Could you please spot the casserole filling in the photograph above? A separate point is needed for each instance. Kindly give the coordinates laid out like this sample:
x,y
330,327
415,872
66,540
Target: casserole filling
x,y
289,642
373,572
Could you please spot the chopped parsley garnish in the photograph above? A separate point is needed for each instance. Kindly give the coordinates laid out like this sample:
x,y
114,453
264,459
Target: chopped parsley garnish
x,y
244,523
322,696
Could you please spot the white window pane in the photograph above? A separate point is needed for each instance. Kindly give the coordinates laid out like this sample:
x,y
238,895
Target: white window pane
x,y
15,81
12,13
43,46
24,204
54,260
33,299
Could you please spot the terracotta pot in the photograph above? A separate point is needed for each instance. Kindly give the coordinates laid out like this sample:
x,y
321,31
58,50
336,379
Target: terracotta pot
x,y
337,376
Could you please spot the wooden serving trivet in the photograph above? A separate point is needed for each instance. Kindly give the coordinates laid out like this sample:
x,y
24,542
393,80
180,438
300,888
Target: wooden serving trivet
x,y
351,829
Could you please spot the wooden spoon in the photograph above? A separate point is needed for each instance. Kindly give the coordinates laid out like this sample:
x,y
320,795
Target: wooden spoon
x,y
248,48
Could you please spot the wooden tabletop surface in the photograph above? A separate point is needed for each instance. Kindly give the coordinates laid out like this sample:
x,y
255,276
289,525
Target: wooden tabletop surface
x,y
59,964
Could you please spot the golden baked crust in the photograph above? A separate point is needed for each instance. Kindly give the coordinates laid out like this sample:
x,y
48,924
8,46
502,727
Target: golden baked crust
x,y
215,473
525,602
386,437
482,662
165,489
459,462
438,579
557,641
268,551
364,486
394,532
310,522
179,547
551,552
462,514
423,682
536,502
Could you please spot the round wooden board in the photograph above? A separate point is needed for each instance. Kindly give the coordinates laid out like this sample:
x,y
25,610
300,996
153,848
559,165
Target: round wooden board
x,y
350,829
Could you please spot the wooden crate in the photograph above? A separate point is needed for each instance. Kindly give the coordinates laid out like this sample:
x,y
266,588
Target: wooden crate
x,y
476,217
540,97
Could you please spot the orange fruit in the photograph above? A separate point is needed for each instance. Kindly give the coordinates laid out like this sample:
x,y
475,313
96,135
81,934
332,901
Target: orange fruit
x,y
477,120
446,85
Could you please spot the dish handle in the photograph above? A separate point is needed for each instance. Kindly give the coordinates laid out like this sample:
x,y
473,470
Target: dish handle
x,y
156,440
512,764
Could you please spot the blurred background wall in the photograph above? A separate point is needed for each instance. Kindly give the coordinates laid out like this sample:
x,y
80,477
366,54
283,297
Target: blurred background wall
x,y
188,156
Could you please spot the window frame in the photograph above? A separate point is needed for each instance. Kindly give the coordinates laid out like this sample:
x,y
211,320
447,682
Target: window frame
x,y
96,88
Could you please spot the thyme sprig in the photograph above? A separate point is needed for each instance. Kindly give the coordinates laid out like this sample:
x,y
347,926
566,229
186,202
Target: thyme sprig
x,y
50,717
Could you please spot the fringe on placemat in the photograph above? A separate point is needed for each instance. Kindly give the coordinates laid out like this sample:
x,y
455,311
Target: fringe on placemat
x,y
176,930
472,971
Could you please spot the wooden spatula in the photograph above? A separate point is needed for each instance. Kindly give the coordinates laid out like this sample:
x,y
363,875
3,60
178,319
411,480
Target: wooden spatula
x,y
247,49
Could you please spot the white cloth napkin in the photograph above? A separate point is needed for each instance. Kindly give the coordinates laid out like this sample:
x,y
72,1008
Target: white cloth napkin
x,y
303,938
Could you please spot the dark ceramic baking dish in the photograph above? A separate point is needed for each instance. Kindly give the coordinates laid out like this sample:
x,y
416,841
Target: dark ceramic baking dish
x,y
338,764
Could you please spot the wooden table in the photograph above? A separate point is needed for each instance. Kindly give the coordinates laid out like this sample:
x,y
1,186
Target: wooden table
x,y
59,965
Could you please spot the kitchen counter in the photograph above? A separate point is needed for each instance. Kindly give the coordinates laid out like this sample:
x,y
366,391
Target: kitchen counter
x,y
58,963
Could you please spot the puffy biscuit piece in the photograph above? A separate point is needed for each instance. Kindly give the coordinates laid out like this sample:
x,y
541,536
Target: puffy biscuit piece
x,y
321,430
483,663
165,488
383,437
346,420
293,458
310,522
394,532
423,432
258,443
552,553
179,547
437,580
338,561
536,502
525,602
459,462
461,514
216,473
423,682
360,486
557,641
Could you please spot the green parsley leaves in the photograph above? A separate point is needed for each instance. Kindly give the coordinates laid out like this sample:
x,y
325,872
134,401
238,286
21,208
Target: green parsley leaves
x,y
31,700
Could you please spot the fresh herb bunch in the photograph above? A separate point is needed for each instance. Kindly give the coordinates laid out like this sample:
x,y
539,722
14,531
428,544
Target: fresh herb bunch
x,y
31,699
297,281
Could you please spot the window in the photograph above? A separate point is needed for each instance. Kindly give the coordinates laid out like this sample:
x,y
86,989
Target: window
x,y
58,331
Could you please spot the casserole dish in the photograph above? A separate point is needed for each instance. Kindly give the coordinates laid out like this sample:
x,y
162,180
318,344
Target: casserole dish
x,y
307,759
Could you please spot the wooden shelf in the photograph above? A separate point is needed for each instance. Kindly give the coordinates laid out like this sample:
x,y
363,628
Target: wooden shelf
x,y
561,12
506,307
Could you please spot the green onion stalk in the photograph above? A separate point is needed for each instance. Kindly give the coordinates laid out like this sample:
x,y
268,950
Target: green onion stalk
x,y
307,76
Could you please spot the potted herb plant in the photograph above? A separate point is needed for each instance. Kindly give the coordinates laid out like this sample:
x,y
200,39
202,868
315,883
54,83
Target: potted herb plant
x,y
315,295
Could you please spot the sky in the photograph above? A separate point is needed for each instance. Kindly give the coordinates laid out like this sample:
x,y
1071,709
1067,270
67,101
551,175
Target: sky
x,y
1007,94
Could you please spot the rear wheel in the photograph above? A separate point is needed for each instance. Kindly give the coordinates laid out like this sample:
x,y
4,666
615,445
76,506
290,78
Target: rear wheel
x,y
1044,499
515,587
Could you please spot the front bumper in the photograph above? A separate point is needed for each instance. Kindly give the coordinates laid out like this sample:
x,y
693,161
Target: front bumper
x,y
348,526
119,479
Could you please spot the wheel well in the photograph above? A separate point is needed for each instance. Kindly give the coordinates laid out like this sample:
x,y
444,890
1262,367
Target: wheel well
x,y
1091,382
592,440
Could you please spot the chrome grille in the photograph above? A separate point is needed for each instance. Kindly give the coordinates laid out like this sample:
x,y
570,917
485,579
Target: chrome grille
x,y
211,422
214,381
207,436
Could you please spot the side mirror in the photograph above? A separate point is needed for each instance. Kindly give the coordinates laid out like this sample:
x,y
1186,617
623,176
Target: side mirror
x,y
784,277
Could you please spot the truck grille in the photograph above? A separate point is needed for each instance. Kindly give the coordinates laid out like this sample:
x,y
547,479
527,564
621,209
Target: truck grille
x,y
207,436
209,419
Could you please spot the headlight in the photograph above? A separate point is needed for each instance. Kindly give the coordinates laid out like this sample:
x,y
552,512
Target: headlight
______
To do - Everything in the listing above should be repeated exactly.

Solved problem -
Could you please spot the casserole filling in the photograph above? A separate point is needed for each instance. Kindly give the coordinates laid out like this sample:
x,y
330,327
415,872
66,540
Target: casserole filling
x,y
289,642
373,572
Could you please spot the chopped parsley garnish in the photograph above? A separate point is needed for each instance. Kindly give the coordinates laid out like this sample:
x,y
114,453
264,459
Target: chopped parsley garnish
x,y
244,523
322,696
Could you please spot the white window pane in the photograph above? A separate point is needed for each instance. Kindly give the coordinates laid out like this sample:
x,y
238,895
Target: white window pane
x,y
15,81
12,13
43,46
24,204
54,260
33,299
Could you please spot the terracotta pot in the photograph above? A separate point is needed for each instance. Kindly give the coordinates laid out like this sample:
x,y
321,31
58,50
336,379
Target: terracotta pot
x,y
337,376
Could you please spot the wooden serving trivet in the photograph above? A separate point is needed for each instance. Kindly give the coordinates laid out like this sample:
x,y
24,542
393,80
180,438
300,888
Target: wooden serving trivet
x,y
351,829
Could you please spot the wooden spoon in the photograph above? A separate point is needed for each instance. Kindly give the coordinates laid out like this sample:
x,y
320,795
Target: wooden spoon
x,y
248,48
Could you please spot the wooden tabletop surface in the photograph above? A separate point is needed for each instance. Kindly give the coordinates laid out like this sample:
x,y
255,276
289,525
Target: wooden tabletop surface
x,y
59,964
Could you please spot the golden baked crust in the photograph above? A separate point is needed for each instance. Kindly give the coordinates laid out like this sample:
x,y
48,924
8,46
502,727
Target: golden baked crust
x,y
215,473
525,602
386,437
482,662
165,489
459,462
438,579
557,641
268,551
364,486
394,532
310,522
179,547
551,552
462,514
423,682
536,502
Could you please spot the round wooden board in the photograph above? A separate point is needed for each instance. Kindly give the coordinates laid out like this sample:
x,y
25,610
300,996
153,848
559,165
Target: round wooden board
x,y
350,829
Could you please spot the wooden crate in the photograph above? A separate point is needed for each instance. Kindly give the coordinates laid out like this sample:
x,y
266,588
Target: wooden crate
x,y
476,217
540,97
Could you please spot the orange fruit in the photograph above? A separate point is needed for each instance. Kindly give the coordinates laid out like this sample:
x,y
475,313
96,135
81,934
332,901
Target: orange fruit
x,y
477,120
446,85
Could you please spot the dish handle in the photograph above? A separate point is needed for each instance. Kindly give the coordinates laid out like this sample:
x,y
473,470
Target: dish handle
x,y
156,440
512,764
Could you please spot the blurred background wall in the photograph above? A separate point is needed for each instance. Kindly give the coordinates laid out like this sample:
x,y
80,477
366,54
283,297
Target: blurred background wall
x,y
188,156
Could you please spot the window frame in the photograph above? A separate point is needed for each instance. Kindly give the coordinates laid out like this sample:
x,y
211,320
447,682
Target: window frame
x,y
96,88
Could you please spot the thyme sprig in the photograph above? A separate point is needed for each instance. Kindly give the coordinates laid out like this sample:
x,y
347,926
566,229
186,202
Target: thyme sprig
x,y
50,717
Could you please spot the fringe on placemat in the photograph above? A separate point is needed for each instance. Kindly give the coordinates laid out like this sample:
x,y
455,311
Target: fringe on placemat
x,y
176,930
472,971
Could you please spot the wooden spatula in the photograph above? A separate point is needed for each instance. Kindly give the coordinates laid out like this sample:
x,y
363,875
3,60
178,319
411,480
Target: wooden spatula
x,y
247,49
Could you please spot the white cloth napkin in the photograph above? A separate point is needed for each instance. Kindly give the coordinates laid out like this sample:
x,y
72,1008
Target: white cloth napkin
x,y
303,938
Could you please spot the dark ceramic baking dish in the photograph above? A separate point is needed for each instance. Kindly give the coordinates laid out like this sample:
x,y
416,841
Target: dark ceramic baking dish
x,y
338,764
Could you please spot the wooden table in the photograph above? A separate point is needed for each instance. Kindly give the coordinates laid out like this sample:
x,y
1,186
Target: wooden table
x,y
59,965
Could you please spot the kitchen counter in the photograph above? A separate point is needed for each instance. Kindly give the coordinates laid out like this sample:
x,y
366,391
Target: kitchen counter
x,y
58,963
Could you please spot the puffy biscuit piece in the photograph above? A separate point is needed for each instance. Kindly give the coordinates laid out like this sample:
x,y
541,536
Target: puffy biscuit piece
x,y
321,430
483,663
165,488
383,437
346,420
293,458
310,522
394,532
423,432
258,443
552,553
179,547
437,580
338,561
536,502
525,602
459,462
461,514
216,473
423,682
360,486
557,641
Could you please spot the green parsley leaves in the photograph above? A separate point is needed for each instance. Kindly give the coordinates laid out like this sample:
x,y
325,872
134,401
238,286
21,208
Target: green parsley leaves
x,y
31,700
Could you please spot the fresh herb bunch in the photograph above? A separate point is needed for each instance. Kindly give the coordinates laid out like this sample:
x,y
539,722
14,531
428,544
Target: fresh herb bunch
x,y
31,699
297,281
Could you please spot the window in the photograph above? A separate point is needed for each instance. Kindly give the coordinates laid out like this sample:
x,y
86,989
Target: window
x,y
58,331
Could you please spot the casserole dish in the photograph above? A separate point is needed for each instance. Kindly give the coordinates laid out like this sample:
x,y
162,180
318,344
Target: casserole dish
x,y
307,759
Could you please spot the wooden shelf in the photograph above? A separate point is needed for each instance. Kindly give the coordinates laid out like this sample:
x,y
363,628
Target: wooden shelf
x,y
561,12
506,307
Could you please spot the green onion stalk in the photograph above? A separate point is needed for each instance. Kindly give the coordinates laid out like this sample:
x,y
268,950
Target: green onion stalk
x,y
307,76
Could you please spot the potted herb plant in the photograph above? A separate point is needed for each instance. Kindly give the coordinates laid out like this sample:
x,y
200,39
202,868
315,883
54,83
Target: potted herb plant
x,y
315,295
Could you please spot the sky in the photograph above? A separate point is needed for each instance. Kindly give the coordinates laid out like this sample:
x,y
1071,709
1067,270
67,101
551,175
Target: sky
x,y
1007,94
Could you please spot the rear wheel in the photograph above? A separate point is needed for each instance. Kindly give the coordinates laid out like this sample:
x,y
4,666
615,445
76,506
290,78
Target: rear wheel
x,y
1044,499
515,587
Could you please spot the front bumper in the photograph above? A separate point is needed for each instance. Kindly give the coordinates laid out like this sample:
x,y
693,161
Target: front bumper
x,y
348,526
119,479
Could you please spot the wheel well in the photograph above? A separate point is needed for each instance. Kindly give the coordinates laid out like this sample:
x,y
444,890
1262,367
Target: wheel well
x,y
1091,382
592,440
Could you please spot the chrome grille in the photograph above? A separate point is needed for each instance. Kindly give the coordinates laid out like this sample:
x,y
570,917
485,579
Target: chrome grille
x,y
211,422
214,381
207,436
Could you please spot the side mirror in the photograph above? A separate point is needed for each instance. Kindly give the coordinates laid out like this sample:
x,y
1186,617
623,176
Target: side mirror
x,y
784,277
Could you please spot the truck grille in the photograph above? A separate point is needed for each instance. Kindly give the coordinates laid out like this sample:
x,y
547,479
527,564
621,209
Target: truck grille
x,y
207,436
209,419
Could you please spot the headlight in the photograph above? A separate point is needed for each instance. Kindly give the coordinates laid out like this sample:
x,y
552,512
Target: headlight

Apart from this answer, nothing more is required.